**Available data**:
◆ ◆ ◆ ◆ ◆ ◆ ◆
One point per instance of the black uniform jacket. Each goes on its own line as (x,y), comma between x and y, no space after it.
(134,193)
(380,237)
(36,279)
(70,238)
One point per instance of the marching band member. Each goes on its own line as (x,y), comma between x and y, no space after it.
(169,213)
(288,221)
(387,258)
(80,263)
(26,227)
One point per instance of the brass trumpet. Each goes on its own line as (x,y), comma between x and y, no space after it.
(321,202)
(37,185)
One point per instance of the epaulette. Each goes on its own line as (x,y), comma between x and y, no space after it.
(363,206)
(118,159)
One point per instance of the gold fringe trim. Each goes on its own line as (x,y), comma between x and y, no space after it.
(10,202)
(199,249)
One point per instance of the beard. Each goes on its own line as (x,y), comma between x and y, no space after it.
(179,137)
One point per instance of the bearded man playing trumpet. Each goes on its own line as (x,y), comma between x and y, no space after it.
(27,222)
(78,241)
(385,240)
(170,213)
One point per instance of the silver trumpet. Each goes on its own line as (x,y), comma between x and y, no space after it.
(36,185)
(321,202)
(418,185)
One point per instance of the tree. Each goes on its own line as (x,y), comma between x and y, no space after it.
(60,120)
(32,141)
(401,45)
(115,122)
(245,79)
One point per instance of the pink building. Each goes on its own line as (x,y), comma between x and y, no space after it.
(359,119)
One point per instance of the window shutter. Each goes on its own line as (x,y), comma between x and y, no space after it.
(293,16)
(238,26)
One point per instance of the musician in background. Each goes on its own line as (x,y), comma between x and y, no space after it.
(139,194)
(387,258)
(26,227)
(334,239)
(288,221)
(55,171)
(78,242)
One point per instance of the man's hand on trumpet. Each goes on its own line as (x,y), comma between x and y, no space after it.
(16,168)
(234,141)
◆ ◆ ◆ ◆ ◆ ◆ ◆
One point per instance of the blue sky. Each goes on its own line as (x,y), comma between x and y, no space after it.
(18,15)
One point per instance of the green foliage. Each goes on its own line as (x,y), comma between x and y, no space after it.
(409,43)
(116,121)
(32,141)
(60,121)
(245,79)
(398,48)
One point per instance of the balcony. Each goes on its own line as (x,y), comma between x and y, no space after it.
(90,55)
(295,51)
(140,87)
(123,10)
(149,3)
◆ ◆ ◆ ◆ ◆ ◆ ◆
**Your objective**:
Return each line of the data above that contains the word "musician".

**The solution**:
One point per instance of the musician in background. Each goes on its own line as (x,y), comma between x and y, no space after it.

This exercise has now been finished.